* Directions for this task *
Write out every line of the material below as a numbered list, omitting blank lines.

----------

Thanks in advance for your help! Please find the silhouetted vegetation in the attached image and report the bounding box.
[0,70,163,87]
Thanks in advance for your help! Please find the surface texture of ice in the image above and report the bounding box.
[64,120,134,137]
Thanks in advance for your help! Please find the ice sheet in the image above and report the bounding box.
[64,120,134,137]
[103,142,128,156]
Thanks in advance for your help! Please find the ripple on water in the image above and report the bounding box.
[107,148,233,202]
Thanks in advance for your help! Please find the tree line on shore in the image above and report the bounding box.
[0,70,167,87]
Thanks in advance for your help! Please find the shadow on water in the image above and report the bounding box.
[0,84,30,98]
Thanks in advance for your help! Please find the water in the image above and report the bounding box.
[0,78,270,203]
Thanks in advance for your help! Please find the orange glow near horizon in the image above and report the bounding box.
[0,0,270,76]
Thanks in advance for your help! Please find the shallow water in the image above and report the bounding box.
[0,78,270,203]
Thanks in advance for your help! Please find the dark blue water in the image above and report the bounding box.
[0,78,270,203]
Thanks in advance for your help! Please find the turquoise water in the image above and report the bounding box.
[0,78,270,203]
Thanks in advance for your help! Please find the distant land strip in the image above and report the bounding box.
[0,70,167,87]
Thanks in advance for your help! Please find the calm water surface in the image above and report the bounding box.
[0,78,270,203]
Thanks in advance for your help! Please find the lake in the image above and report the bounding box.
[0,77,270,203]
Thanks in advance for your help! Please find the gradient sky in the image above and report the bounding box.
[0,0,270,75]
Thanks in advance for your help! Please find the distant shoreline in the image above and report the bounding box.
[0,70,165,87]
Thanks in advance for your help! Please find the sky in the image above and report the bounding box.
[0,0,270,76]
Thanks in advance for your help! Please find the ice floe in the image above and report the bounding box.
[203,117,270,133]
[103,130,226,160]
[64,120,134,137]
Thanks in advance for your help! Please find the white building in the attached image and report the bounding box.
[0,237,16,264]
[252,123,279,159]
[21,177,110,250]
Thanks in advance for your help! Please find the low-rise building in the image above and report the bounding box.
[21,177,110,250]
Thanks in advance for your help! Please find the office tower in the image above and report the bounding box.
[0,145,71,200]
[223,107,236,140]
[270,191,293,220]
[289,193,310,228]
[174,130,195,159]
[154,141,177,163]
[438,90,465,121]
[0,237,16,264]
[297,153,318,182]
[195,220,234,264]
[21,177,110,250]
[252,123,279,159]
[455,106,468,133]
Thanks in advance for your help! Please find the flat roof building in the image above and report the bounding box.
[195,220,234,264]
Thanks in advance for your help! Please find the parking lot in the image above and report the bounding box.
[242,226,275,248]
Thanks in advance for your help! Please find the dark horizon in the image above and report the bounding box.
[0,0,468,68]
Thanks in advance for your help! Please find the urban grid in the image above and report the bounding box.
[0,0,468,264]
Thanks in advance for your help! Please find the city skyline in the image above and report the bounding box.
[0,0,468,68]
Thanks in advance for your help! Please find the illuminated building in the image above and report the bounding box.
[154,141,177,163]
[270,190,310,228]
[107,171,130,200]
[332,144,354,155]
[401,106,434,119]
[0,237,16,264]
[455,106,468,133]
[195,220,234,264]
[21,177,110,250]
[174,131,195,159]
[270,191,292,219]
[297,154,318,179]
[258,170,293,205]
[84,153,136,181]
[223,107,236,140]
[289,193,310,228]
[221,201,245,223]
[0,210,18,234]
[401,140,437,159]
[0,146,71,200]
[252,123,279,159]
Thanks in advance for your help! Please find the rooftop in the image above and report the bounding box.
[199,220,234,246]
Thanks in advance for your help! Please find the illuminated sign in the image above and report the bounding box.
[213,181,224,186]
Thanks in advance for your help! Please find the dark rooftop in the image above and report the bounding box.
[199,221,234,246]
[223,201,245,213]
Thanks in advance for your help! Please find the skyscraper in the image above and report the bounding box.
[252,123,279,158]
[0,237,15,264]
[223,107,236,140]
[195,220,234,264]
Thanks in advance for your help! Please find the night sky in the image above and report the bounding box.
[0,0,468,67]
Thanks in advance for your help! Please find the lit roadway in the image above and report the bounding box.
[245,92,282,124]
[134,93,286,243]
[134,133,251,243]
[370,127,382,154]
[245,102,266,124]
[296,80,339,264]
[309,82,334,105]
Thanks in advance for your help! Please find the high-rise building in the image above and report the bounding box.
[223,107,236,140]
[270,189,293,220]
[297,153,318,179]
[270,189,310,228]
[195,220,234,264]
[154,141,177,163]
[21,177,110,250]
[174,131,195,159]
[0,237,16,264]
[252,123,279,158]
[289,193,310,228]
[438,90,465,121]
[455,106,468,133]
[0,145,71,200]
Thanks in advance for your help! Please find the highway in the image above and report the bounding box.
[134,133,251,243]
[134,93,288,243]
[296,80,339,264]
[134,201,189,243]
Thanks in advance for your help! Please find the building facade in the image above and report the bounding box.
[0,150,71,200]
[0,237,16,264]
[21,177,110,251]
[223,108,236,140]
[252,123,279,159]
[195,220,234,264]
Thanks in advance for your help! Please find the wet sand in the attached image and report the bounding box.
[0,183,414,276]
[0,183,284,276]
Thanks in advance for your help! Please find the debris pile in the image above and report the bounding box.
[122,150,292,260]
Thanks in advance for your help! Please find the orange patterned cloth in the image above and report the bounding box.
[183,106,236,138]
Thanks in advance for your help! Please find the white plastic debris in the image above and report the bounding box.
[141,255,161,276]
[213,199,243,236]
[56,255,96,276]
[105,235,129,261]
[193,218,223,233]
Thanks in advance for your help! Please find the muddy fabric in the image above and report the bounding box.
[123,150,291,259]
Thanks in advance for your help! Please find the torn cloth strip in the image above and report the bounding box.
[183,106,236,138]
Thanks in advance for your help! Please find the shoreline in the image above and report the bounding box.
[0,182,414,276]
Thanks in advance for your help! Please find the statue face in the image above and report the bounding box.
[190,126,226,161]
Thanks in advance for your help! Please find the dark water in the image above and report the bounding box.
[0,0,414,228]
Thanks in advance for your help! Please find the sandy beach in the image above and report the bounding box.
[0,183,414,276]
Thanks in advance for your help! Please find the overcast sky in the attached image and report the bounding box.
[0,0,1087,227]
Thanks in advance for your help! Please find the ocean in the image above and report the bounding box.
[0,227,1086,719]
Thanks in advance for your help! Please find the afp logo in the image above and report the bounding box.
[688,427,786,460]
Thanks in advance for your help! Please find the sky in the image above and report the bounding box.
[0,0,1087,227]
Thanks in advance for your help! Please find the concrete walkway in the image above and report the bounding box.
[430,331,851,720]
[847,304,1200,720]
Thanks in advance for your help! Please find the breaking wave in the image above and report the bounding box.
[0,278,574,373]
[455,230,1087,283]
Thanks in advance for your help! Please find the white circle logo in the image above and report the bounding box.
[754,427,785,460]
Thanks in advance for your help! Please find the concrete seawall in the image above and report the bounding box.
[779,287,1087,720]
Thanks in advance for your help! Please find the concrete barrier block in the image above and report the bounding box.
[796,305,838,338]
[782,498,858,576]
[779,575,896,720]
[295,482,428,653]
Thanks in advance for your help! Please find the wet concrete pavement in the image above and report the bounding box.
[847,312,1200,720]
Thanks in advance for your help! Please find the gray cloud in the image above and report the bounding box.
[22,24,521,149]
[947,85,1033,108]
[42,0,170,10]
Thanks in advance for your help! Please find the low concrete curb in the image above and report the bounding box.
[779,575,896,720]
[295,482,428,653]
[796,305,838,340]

----------

* Completed task *
1. Thanks in advance for your help! Please find the silhouetted vegetation in the attached image and report the bounding box.
2. [0,70,163,87]
3. Thanks in advance for your help! Please find the surface texture of ice in the image above and report the bounding box.
4. [64,120,134,137]
5. Thanks in advance for your help! Please find the ice sheet in the image above and report the bounding box.
6. [64,120,134,137]
7. [103,142,128,156]
8. Thanks in advance for your help! Please find the ripple on water in the image above and report the bounding box.
9. [107,148,233,202]
10. Thanks in advance for your help! Please find the tree line on shore in the image above and report the bounding box.
11. [0,70,167,87]
12. Thanks in advance for your help! Please find the shadow on water in the image above and report the bounding box.
13. [0,84,30,98]
14. Thanks in advance for your help! Please find the water in the image above and report the bounding box.
15. [0,78,270,203]
16. Thanks in advance for your help! Please find the orange glow near horizon in the image above and report the bounding box.
17. [0,0,270,76]
18. Thanks in advance for your help! Please find the shallow water in the image above and report the bounding box.
19. [0,78,270,203]
20. Thanks in advance for your help! Please find the dark blue water in the image above and report the bounding box.
21. [0,78,270,203]
22. Thanks in advance for your help! Please find the turquoise water in the image above and report the bounding box.
23. [0,78,270,203]
24. Thanks in advance for your help! Please find the distant land strip in the image above and report the bounding box.
25. [0,70,167,87]
26. Thanks in advance for your help! Please find the calm water surface in the image above and report the bounding box.
27. [0,78,270,203]
28. Thanks in advance for your help! Please find the lake in the image above and report the bounding box.
29. [0,77,270,203]
30. Thanks in advance for your help! Please find the gradient sky in the image above and report the bounding box.
31. [0,0,270,75]
32. Thanks in advance for your help! Please find the distant shoreline in the image above and report the bounding box.
33. [0,70,165,87]
34. Thanks in advance for your help! Please find the sky in the image above and report the bounding box.
35. [0,0,270,76]
36. Thanks in advance for your help! Please find the ice floe in the image above and report the bounding box.
37. [203,117,270,133]
38. [103,130,226,160]
39. [64,120,134,137]
40. Thanks in advance for your help! Please find the white building in the attached image and report the bounding box.
41. [0,237,16,264]
42. [252,123,279,159]
43. [21,177,110,250]
44. Thanks in advance for your help! Please find the low-rise building in the image above and report the bounding box.
45. [21,177,110,250]
46. Thanks in advance for your help! Please find the office tower in the image above and report the bounding box.
47. [0,145,71,200]
48. [223,107,236,140]
49. [270,191,293,220]
50. [289,193,310,228]
51. [174,130,195,159]
52. [154,141,177,163]
53. [438,90,465,121]
54. [0,237,16,264]
55. [297,153,318,182]
56. [195,220,234,264]
57. [21,177,110,250]
58. [252,123,279,159]
59. [455,106,468,133]
60. Thanks in advance for your help! Please find the flat roof building in the image above and report the bounding box.
61. [195,220,234,264]
62. Thanks in advance for your help! Please find the parking lot in the image above and report the bounding box.
63. [242,226,275,248]
64. Thanks in advance for your help! Please find the dark horizon in the image above and report the bounding box.
65. [0,0,468,68]
66. Thanks in advance for your help! Please find the urban grid in the image above and report the bounding box.
67. [0,0,468,264]
68. Thanks in advance for your help! Please find the city skyline in the image above and report the bounding box.
69. [0,0,468,68]
70. Thanks in advance for your help! Please find the illuminated building in the image above and report the bounding box.
71. [154,141,177,163]
72. [270,190,310,228]
73. [107,171,130,200]
74. [332,144,354,155]
75. [401,106,434,119]
76. [0,237,16,264]
77. [455,106,468,133]
78. [195,220,234,264]
79. [21,177,110,250]
80. [174,131,195,159]
81. [270,191,292,219]
82. [297,154,318,179]
83. [258,170,293,205]
84. [84,153,136,181]
85. [223,107,236,140]
86. [289,193,310,228]
87. [221,201,245,223]
88. [0,210,18,234]
89. [401,140,437,159]
90. [0,146,71,200]
91. [252,123,279,159]
92. Thanks in advance for your help! Please find the rooftop in the image above and report the bounding box.
93. [199,220,234,246]
94. Thanks in advance for your help! Please find the illuminated sign in the image above and report the bounding box.
95. [213,181,224,186]
96. Thanks in advance for your help! Please find the dark rooftop in the image above and report the bounding box.
97. [199,221,234,246]
98. [223,201,245,213]
99. Thanks in advance for your help! Please find the skyscraper in the image above and report the bounding box.
100. [252,123,279,158]
101. [0,237,15,264]
102. [223,107,236,140]
103. [195,220,234,264]
104. Thanks in advance for your help! Please find the night sky in the image above and report the bounding box.
105. [0,0,468,67]
106. Thanks in advance for your help! Please find the lit roadway in the image above and report the bounding box.
107. [245,92,282,124]
108. [134,93,286,243]
109. [134,133,251,243]
110. [370,127,382,154]
111. [245,102,266,124]
112. [296,80,339,264]
113. [309,82,334,105]
114. Thanks in advance for your help! Please find the high-rise building in the image above and report the bounding box.
115. [223,107,236,140]
116. [270,189,293,220]
117. [297,153,318,179]
118. [270,189,310,228]
119. [195,220,234,264]
120. [154,141,177,163]
121. [21,177,110,250]
122. [174,131,195,159]
123. [0,237,16,264]
124. [252,123,279,158]
125. [289,193,310,228]
126. [438,90,465,121]
127. [455,106,468,133]
128. [0,145,71,200]
129. Thanks in advance for your help! Please find the highway in the image above and report the bounding box.
130. [134,133,251,243]
131. [134,93,288,243]
132. [296,80,339,264]
133. [134,201,189,243]
134. Thanks in advance for your help! Please find the building facade in the image above and report the bounding box.
135. [0,150,71,200]
136. [0,237,16,264]
137. [21,177,110,251]
138. [223,108,236,140]
139. [252,123,279,159]
140. [195,220,234,264]
141. Thanks in advance for your help! Please find the wet sand in the attached image and report the bounding box.
142. [0,183,414,276]
143. [0,183,284,276]
144. Thanks in advance for your help! Please find the debris pile in the image above and report the bounding box.
145. [122,150,292,260]
146. Thanks in advance for your help! Please find the orange patterned cloth in the image above and report the bounding box.
147. [183,106,236,138]
148. Thanks in advance for your help! Please find the white plastic debris in the image above and report the bounding box.
149. [141,255,161,276]
150. [213,199,243,236]
151. [56,255,96,276]
152. [105,235,129,261]
153. [193,218,223,233]
154. Thanks in advance for your help! Please find the muddy fabric in the image above and report the bounding box.
155. [123,150,291,259]
156. Thanks in advance for your help! Please find the torn cloth strip in the image above and report the bounding box.
157. [183,106,236,138]
158. Thanks in advance for your help! Please find the shoreline in the image above and report the bounding box.
159. [0,182,414,276]
160. Thanks in advance for your help! Please find the statue face in the image above and report the bounding box.
161. [190,126,226,161]
162. Thanks in advance for your help! Please find the dark water in the image above and report the bounding box.
163. [0,0,414,228]
164. Thanks in advance for your help! Please find the sandy beach in the image above and report the bounding box.
165. [0,183,414,276]
166. Thanks in advance for your help! Please find the overcast sky in the attached image and report the bounding box.
167. [0,0,1087,227]
168. Thanks in advance for your help! Please find the ocean in the image above and report the bounding box.
169. [0,227,1086,719]
170. Thanks in advance for your help! Please find the afp logo in the image above and report the bounding box.
171. [688,427,786,460]
172. Thanks in advance for your help! Please find the sky in the image above and report the bounding box.
173. [0,0,1087,227]
174. Thanks in advance for your help! Please find the concrete walkway in the image above and report the bounding box.
175. [430,331,851,720]
176. [847,304,1200,720]
177. Thanks in advance for your help! Please find the breaking wave in the image above and report the bounding box.
178. [0,278,574,373]
179. [455,230,1087,283]
180. Thanks in advance for your help! Please find the white circle logo in the image above and report the bounding box.
181. [754,427,785,460]
182. Thanks in advance for your help! Please find the concrete seawall in the image above and report the bounding box.
183. [779,287,1087,720]
184. Thanks in advance for your help! Please find the concrete barrier block in the image above and report the bounding box.
185. [796,305,838,338]
186. [782,498,858,576]
187. [779,575,896,720]
188. [295,482,428,653]
189. Thanks in advance for your help! Please find the wet concrete pavement in the image above and report the bounding box.
190. [847,312,1200,720]
191. Thanks in advance for your help! Please find the gray cloud in the image above and report the bounding box.
192. [22,24,521,149]
193. [947,85,1033,108]
194. [42,0,170,10]
195. Thanks in advance for your help! Please find the low concrete curb in the image above and report the bounding box.
196. [779,575,896,720]
197. [295,482,428,653]
198. [796,305,838,340]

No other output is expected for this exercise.